Count every line in the entries that holds the word "white". The reply is that count alone.

########

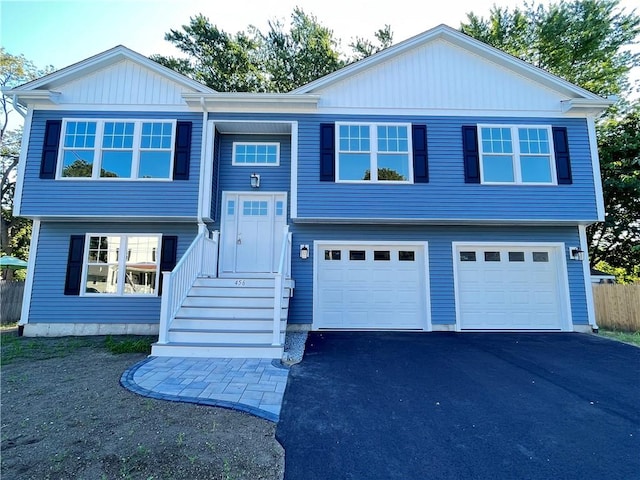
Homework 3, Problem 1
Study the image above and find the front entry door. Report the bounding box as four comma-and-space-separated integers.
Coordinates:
221, 192, 287, 274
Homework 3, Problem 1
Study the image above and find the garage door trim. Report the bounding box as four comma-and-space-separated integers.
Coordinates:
452, 242, 573, 332
313, 240, 432, 331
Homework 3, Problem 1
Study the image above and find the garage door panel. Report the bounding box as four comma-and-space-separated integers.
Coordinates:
316, 243, 427, 330
456, 245, 565, 330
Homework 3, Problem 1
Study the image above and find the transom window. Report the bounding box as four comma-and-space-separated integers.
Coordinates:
232, 142, 280, 166
84, 234, 160, 296
478, 125, 555, 184
59, 119, 176, 180
243, 201, 268, 216
337, 123, 412, 182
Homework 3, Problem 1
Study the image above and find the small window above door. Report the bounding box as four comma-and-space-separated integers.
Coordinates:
232, 142, 280, 166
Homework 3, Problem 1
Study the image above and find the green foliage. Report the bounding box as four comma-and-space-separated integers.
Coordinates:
594, 261, 640, 284
104, 335, 154, 354
600, 330, 640, 344
363, 168, 406, 181
460, 0, 640, 97
153, 9, 392, 92
60, 159, 118, 178
588, 105, 640, 275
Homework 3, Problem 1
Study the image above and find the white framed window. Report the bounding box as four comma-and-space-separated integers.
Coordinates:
58, 119, 176, 180
478, 125, 556, 185
83, 234, 161, 296
336, 123, 413, 183
232, 142, 280, 166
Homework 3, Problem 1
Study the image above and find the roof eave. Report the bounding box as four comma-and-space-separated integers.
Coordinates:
182, 92, 321, 111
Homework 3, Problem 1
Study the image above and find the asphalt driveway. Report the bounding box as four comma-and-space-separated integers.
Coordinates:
276, 332, 640, 480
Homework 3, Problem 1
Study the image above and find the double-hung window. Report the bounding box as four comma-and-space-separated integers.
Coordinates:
84, 234, 160, 295
478, 125, 556, 184
337, 123, 412, 182
59, 119, 175, 180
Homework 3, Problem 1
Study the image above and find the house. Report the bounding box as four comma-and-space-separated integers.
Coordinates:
590, 269, 616, 284
7, 25, 611, 358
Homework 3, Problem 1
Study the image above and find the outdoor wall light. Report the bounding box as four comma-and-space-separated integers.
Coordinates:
300, 244, 309, 259
250, 173, 260, 188
570, 247, 584, 261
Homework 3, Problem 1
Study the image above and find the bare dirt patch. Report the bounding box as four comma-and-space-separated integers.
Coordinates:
1, 333, 284, 480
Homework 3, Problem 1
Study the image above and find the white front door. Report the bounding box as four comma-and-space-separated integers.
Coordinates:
221, 192, 287, 274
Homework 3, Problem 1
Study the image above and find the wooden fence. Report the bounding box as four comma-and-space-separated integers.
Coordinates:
1, 281, 25, 324
592, 284, 640, 332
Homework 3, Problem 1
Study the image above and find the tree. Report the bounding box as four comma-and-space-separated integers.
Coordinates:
1, 49, 54, 278
363, 168, 406, 181
152, 9, 391, 92
460, 0, 640, 97
349, 25, 394, 61
587, 104, 640, 272
461, 0, 640, 276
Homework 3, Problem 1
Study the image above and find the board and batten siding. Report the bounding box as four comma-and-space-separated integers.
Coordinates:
26, 222, 197, 325
211, 133, 292, 225
286, 224, 589, 327
295, 115, 597, 222
20, 111, 202, 218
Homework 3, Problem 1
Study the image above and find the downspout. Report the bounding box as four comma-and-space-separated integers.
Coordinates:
11, 95, 28, 118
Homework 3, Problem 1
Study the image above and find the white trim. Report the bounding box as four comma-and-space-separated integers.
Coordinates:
18, 219, 40, 326
579, 225, 598, 329
13, 107, 33, 216
335, 122, 413, 183
477, 124, 557, 185
315, 106, 603, 118
312, 240, 432, 332
56, 118, 176, 181
290, 122, 299, 219
14, 104, 199, 112
22, 322, 159, 337
291, 216, 598, 226
231, 142, 280, 166
587, 117, 606, 221
80, 233, 162, 297
451, 241, 572, 332
202, 121, 217, 223
197, 110, 209, 223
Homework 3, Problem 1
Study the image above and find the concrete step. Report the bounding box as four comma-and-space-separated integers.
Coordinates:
171, 317, 286, 331
150, 342, 284, 359
168, 329, 285, 344
175, 307, 288, 320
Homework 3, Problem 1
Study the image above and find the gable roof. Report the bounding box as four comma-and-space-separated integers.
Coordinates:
292, 24, 611, 109
6, 45, 214, 105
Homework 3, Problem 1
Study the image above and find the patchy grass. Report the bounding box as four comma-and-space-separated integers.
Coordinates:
0, 322, 18, 331
0, 332, 103, 365
600, 329, 640, 347
104, 335, 154, 354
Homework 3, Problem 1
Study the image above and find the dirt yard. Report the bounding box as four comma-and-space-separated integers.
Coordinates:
0, 332, 284, 480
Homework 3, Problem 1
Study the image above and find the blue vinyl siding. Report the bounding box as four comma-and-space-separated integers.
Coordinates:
286, 224, 588, 327
20, 111, 202, 218
212, 133, 291, 224
296, 115, 597, 221
27, 222, 197, 325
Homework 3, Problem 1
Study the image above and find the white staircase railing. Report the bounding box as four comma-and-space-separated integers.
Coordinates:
273, 226, 292, 346
158, 230, 220, 344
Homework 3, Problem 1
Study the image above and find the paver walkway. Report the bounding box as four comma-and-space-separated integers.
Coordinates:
121, 356, 289, 422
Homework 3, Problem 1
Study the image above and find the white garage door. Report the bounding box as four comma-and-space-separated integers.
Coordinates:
455, 244, 568, 331
315, 243, 429, 330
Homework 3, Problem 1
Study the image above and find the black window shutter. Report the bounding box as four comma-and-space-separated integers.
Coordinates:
173, 121, 192, 180
64, 235, 85, 295
40, 120, 62, 179
319, 123, 335, 181
158, 236, 178, 295
462, 125, 480, 184
412, 124, 429, 183
552, 126, 572, 184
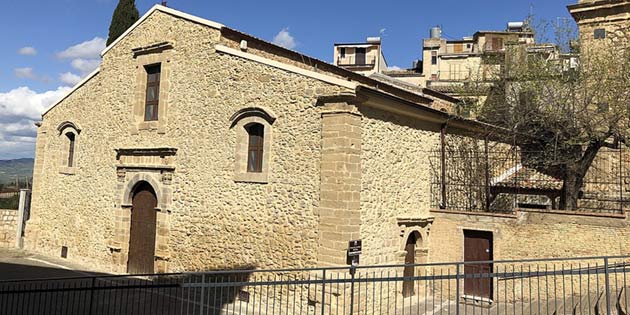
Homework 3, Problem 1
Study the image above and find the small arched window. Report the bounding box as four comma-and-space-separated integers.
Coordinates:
66, 132, 76, 167
246, 123, 264, 173
230, 107, 276, 183
57, 121, 81, 173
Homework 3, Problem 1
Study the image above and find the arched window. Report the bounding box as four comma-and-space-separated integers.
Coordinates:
230, 107, 276, 183
66, 132, 76, 167
57, 121, 81, 173
246, 123, 264, 173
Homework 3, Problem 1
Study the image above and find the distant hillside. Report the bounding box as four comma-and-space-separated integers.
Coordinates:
0, 158, 34, 185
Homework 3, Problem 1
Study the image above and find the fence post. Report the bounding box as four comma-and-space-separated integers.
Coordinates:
199, 274, 206, 315
455, 263, 460, 315
349, 266, 356, 315
88, 276, 96, 315
14, 189, 30, 249
320, 269, 326, 315
604, 257, 612, 315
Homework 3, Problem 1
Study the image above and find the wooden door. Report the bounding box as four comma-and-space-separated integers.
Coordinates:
464, 230, 493, 299
127, 182, 157, 274
403, 233, 418, 297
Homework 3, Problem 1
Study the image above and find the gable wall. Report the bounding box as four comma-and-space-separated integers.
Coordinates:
28, 10, 351, 272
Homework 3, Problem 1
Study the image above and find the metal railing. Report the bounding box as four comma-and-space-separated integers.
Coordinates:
336, 55, 376, 67
2, 255, 630, 314
430, 147, 629, 214
0, 191, 19, 210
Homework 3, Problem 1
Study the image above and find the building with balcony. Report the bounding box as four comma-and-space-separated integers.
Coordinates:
422, 24, 534, 93
333, 37, 387, 76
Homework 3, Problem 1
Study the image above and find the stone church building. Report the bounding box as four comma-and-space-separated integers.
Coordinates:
26, 3, 630, 281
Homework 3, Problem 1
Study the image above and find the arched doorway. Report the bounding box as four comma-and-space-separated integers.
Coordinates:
403, 231, 422, 297
127, 181, 158, 274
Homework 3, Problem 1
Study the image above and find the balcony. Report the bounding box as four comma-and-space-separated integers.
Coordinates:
336, 55, 376, 68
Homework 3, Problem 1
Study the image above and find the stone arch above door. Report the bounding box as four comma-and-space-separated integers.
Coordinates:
121, 173, 167, 210
108, 147, 176, 273
397, 217, 434, 263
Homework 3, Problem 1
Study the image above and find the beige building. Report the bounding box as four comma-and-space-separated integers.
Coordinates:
568, 0, 630, 50
333, 37, 387, 75
25, 3, 630, 304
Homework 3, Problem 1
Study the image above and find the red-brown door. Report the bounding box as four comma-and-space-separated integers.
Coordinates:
127, 182, 157, 274
464, 230, 493, 299
403, 233, 418, 297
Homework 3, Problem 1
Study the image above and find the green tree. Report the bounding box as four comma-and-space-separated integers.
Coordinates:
477, 21, 630, 210
107, 0, 140, 46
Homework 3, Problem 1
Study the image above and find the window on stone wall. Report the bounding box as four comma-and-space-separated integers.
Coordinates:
66, 133, 76, 167
594, 28, 606, 40
230, 107, 276, 183
246, 123, 264, 173
57, 121, 80, 174
144, 64, 161, 121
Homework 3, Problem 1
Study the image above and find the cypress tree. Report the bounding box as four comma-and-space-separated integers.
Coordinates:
106, 0, 140, 46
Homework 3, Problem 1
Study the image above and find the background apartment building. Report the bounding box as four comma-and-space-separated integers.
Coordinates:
333, 37, 387, 76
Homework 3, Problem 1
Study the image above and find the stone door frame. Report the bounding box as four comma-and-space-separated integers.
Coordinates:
108, 148, 176, 273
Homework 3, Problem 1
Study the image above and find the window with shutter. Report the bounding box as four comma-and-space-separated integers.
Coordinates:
246, 123, 264, 173
144, 64, 161, 121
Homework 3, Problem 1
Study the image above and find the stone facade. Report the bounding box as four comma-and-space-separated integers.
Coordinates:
0, 209, 18, 248
28, 8, 351, 273
27, 5, 630, 287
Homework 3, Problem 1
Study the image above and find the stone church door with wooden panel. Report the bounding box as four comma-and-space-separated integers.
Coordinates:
127, 181, 158, 274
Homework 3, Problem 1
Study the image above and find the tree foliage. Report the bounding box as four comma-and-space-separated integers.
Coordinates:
477, 21, 630, 210
107, 0, 140, 46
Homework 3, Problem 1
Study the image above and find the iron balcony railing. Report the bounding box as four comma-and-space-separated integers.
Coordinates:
2, 255, 630, 314
336, 55, 376, 67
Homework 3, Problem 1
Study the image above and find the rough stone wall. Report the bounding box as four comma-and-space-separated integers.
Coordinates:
358, 105, 441, 266
428, 211, 630, 263
27, 10, 351, 273
0, 209, 17, 248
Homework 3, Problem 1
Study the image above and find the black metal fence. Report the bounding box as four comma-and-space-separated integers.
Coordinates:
430, 146, 629, 214
2, 256, 630, 314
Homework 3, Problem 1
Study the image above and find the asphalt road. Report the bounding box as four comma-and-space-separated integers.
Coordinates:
0, 248, 99, 281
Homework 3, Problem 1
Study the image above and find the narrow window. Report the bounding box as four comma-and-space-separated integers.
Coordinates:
594, 28, 606, 39
66, 133, 75, 167
431, 51, 438, 65
246, 123, 264, 172
340, 47, 346, 58
355, 48, 366, 65
144, 64, 161, 121
491, 38, 503, 51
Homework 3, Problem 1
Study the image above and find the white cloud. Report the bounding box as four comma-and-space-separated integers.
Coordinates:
14, 68, 51, 83
272, 28, 297, 50
14, 68, 37, 80
70, 58, 101, 75
59, 72, 82, 86
18, 46, 37, 56
388, 66, 403, 70
0, 86, 70, 159
0, 86, 70, 121
56, 37, 106, 59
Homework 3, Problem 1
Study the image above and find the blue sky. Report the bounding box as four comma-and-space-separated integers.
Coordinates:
0, 0, 576, 159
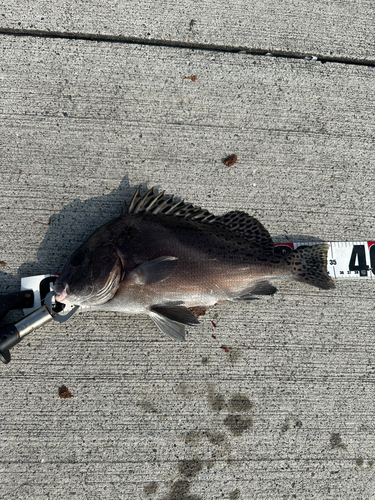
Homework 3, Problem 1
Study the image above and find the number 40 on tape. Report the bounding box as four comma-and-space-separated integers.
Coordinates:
274, 242, 375, 280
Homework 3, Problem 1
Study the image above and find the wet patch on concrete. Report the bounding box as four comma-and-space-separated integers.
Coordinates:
144, 482, 158, 495
178, 458, 204, 478
207, 390, 226, 411
179, 386, 255, 456
281, 416, 303, 433
161, 457, 208, 500
224, 393, 254, 436
227, 348, 243, 364
184, 431, 203, 446
227, 393, 254, 412
330, 432, 347, 450
184, 430, 226, 446
161, 479, 201, 500
137, 400, 158, 414
223, 414, 253, 436
206, 430, 226, 445
178, 382, 194, 398
281, 419, 290, 433
229, 489, 241, 499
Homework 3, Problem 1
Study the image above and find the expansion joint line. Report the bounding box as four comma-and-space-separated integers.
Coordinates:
0, 27, 374, 67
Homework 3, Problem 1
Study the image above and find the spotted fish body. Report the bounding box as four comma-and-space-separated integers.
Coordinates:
54, 187, 334, 341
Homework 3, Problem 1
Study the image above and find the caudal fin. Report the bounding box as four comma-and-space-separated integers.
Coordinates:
286, 244, 335, 290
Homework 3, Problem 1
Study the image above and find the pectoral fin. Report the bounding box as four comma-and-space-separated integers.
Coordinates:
148, 305, 200, 342
127, 256, 178, 285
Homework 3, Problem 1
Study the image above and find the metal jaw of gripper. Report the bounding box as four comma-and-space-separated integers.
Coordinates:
0, 275, 79, 364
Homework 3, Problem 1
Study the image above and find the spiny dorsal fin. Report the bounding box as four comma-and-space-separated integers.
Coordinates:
124, 186, 214, 221
128, 186, 143, 213
123, 187, 274, 251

########

§ **Answer space**: 6